Extracted data:
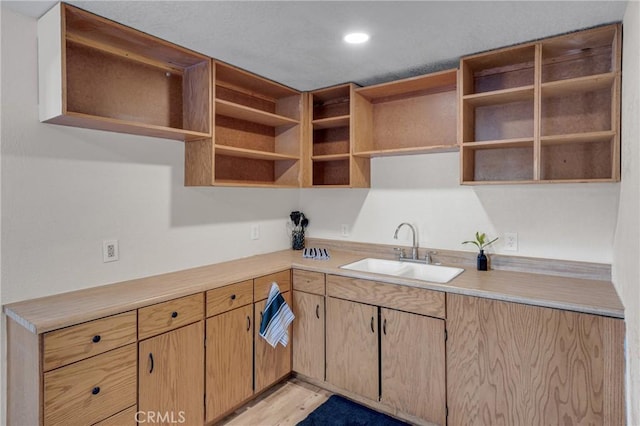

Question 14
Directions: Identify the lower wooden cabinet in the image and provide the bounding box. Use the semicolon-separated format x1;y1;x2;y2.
205;304;254;422
292;290;325;380
254;291;295;393
138;321;204;426
326;297;447;425
327;297;379;401
380;308;447;425
43;343;137;425
447;294;625;425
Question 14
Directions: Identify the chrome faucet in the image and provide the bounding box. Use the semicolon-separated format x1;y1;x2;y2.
393;222;418;260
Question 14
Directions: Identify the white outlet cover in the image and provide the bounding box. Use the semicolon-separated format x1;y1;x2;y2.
102;240;120;263
503;232;518;251
251;224;260;240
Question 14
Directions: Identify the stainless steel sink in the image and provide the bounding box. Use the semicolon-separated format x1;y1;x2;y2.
340;257;464;284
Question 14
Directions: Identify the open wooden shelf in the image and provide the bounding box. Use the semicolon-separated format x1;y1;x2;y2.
541;25;621;84
459;43;536;96
311;154;349;163
353;144;460;158
462;138;533;149
38;3;211;140
216;99;299;127
541;72;616;98
311;115;350;130
352;69;459;158
303;84;370;188
216;145;299;161
459;25;621;184
462;85;533;107
185;61;302;187
540;130;616;145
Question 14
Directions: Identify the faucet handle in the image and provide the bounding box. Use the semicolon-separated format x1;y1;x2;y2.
393;247;407;259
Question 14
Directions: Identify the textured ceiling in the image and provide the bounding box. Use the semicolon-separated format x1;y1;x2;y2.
3;1;627;90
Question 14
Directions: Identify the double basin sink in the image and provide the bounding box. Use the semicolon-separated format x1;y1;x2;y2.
340;258;464;284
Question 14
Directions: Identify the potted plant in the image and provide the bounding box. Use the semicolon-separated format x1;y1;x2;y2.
462;232;498;271
289;211;309;250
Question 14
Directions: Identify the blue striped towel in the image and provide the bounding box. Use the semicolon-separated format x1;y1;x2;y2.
260;282;295;348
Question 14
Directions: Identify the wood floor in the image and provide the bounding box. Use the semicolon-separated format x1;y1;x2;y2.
218;378;332;426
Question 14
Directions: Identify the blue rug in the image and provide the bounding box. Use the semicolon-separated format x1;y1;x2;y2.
297;395;408;426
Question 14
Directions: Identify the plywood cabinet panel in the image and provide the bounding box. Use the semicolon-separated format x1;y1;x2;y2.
292;269;325;296
43;344;137;425
447;295;625;425
138;321;204;426
326;297;379;400
292;290;325;380
207;280;253;317
206;304;255;422
43;311;137;371
138;293;204;340
380;308;447;425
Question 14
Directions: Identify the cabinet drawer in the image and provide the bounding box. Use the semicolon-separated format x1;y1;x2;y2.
293;269;324;296
207;280;253;317
93;405;136;426
327;275;445;319
138;293;204;340
43;311;136;371
253;269;291;302
43;343;138;426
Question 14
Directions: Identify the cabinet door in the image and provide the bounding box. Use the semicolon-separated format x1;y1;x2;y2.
138;321;204;426
447;294;625;425
380;308;446;425
254;291;296;393
327;297;379;400
293;291;324;380
206;302;254;422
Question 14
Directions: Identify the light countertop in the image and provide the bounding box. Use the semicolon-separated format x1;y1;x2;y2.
4;250;624;333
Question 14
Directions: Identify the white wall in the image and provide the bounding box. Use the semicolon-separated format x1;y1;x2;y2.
0;4;298;424
612;1;640;425
2;9;298;303
300;153;619;263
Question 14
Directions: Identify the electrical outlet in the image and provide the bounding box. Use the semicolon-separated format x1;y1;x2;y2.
504;232;518;251
102;240;120;263
251;223;260;240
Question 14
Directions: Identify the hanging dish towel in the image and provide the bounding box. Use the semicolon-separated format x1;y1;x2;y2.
260;282;295;348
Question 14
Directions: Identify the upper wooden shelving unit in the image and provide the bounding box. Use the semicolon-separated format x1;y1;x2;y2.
303;84;370;188
353;69;459;157
38;3;621;188
38;3;211;140
459;25;621;184
185;61;302;187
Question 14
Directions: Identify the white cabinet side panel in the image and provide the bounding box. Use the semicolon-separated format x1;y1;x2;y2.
38;3;63;121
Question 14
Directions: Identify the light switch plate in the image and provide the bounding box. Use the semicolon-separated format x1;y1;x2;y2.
504;232;518;251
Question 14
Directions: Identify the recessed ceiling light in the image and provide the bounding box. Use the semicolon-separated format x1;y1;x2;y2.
343;33;369;44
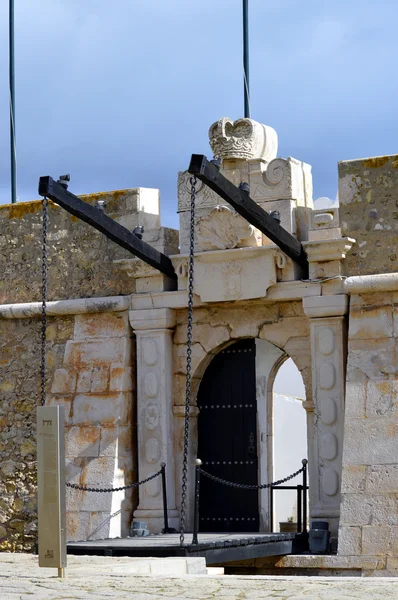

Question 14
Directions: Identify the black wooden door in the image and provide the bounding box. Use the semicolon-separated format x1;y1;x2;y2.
198;340;259;532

Task to complete:
Print the lines above again, verbatim, with the pictures omitted from your output.

Correct output:
Question 14
Directions: Identify the lower wooden cabinet in the image and provide the bounding box. Use the semicolon-separated format x1;y1;x2;y2.
205;304;254;422
292;290;325;380
254;291;295;393
138;321;204;426
326;297;447;425
327;297;379;401
380;308;447;425
43;343;137;425
447;294;625;425
Question 14
Directions: Identify the chrome faucet in the image and provide the bounding box. Use the semicolon-separated format x1;y1;x2;y2.
393;222;418;260
Question 14
Directions: Identify the white outlet cover in the image and provide the bounding box. Use the semicolon-separated format x1;y1;x2;y2.
102;240;120;263
503;232;518;251
251;224;260;240
Question 14
Directions: Identify the stainless steel sink in the image and provide the bounding box. Use the semicolon-separated format x1;y1;x2;y2.
340;257;464;284
Question 14
Directions: Identify the open wooden shelf in the image and provide the bounding box. Use the semicolon-separated format x1;y1;x2;y2.
541;25;621;84
459;43;536;96
311;154;349;163
353;144;460;158
462;138;533;149
38;3;211;140
216;99;299;127
541;72;616;98
311;115;350;130
352;69;459;158
303;84;370;188
216;145;299;161
459;25;621;184
462;85;533;107
185;61;302;187
540;130;616;145
Question 14
Directions: Identify the faucet handle in the image and provide the bounding box. Use the semicolon-separated format x1;y1;x2;y2.
393;247;407;259
Question 14
Directions: Identify the textured ceiling in the image and provide the bounding box. Use the semicolon-separated format x1;y1;x2;y2.
3;1;627;90
Question 14
Directions: Identify the double basin sink in the image and provide the bounding box. Use the semicolon-separated format x1;y1;x2;y2.
340;258;464;284
Question 14
Directions: Identify the potted plant in the image and provide the bounding box. Use the semicolon-separated format x1;y1;x2;y2.
462;232;498;271
289;211;309;250
Question 14
Directions: Identify the blue striped towel in the image and provide the bounding box. Use the semicolon-separated format x1;y1;x2;y2.
260;282;295;348
Question 14
Directions: Identify the wood floor in the image and provide the bounding box. Use the semicolon-separated format x1;y1;x2;y2.
218;378;332;426
Question 14
Directions: Identify the blue rug in the image and provide the bounding box. Use the semicolon-separated format x1;y1;x2;y2.
297;395;408;426
Question 14
Directions: Identify the plywood cabinet panel in the image and provide the bounding box. Use the semicolon-separated format x1;y1;x2;y2.
292;269;325;296
43;344;137;425
447;295;625;425
138;321;204;426
326;297;379;400
292;290;325;380
207;280;253;317
206;304;255;422
43;311;137;371
138;293;204;340
380;308;447;425
Question 14
Directions: Identify the cabinet drawer in the image and provide the bounding box. Use the semicolon-separated format x1;y1;x2;y2.
293;269;324;296
207;280;253;317
93;405;136;426
327;275;445;319
138;293;204;340
43;311;136;371
253;269;291;302
43;343;138;426
Question 14
Directions: Identify the cabinet door in the image and provide the bounding box. Use the semicolon-separated format x1;y1;x2;y2.
138;321;204;426
447;294;625;425
380;308;446;425
254;291;296;393
327;297;379;400
293;291;324;380
206;302;254;422
Question 14
Directions: Identify the light countertop in the image and provide the bounding box. Use the semicolon-separated format x1;y1;x2;y2.
4;250;624;333
Question 14
Directions: Identify the white wall in the image and provide the bounding box. Use the semicolon-separated format x1;y1;x2;y2.
0;4;298;424
612;1;640;425
2;9;298;303
300;153;619;263
Question 14
Directions: Identify the electrical outlet in the image and provide the bounding box. Use the semicolon-separated format x1;y1;x2;y2.
504;232;518;251
102;240;120;263
251;223;260;240
Question 14
Directions: Identify the hanging dish towel in the image and provide the bounding box. Use the semicolon-separated format x1;y1;x2;y2.
260;282;295;348
Question 14
Directions: Identify the upper wooden shelving unit in the image and provide the bounding box. Use the semicolon-separated format x1;y1;x2;y2.
303;84;370;188
353;69;459;157
38;3;621;188
38;3;211;140
459;25;621;184
185;61;302;187
Question 14
Directions: Identify the white cabinet side panel in the image and provide the bounding box. Use the semicolon-separated format x1;y1;x2;y2.
38;3;63;121
Question 14
Directions: Identify the light switch plate in the image and provide the bounding box. Use the semicolon-separated format x1;y1;x2;y2.
504;232;518;251
Question 14
Directions: Identify the recessed ceiling light in the image and provide the bounding box. Use the semicolon-separated format x1;y1;x2;y2.
343;33;369;44

Question 14
Directions: Identify the black wooden door in the image and provide the bounding box. Use the semicolon-separated format x1;y1;x2;y2.
198;340;259;532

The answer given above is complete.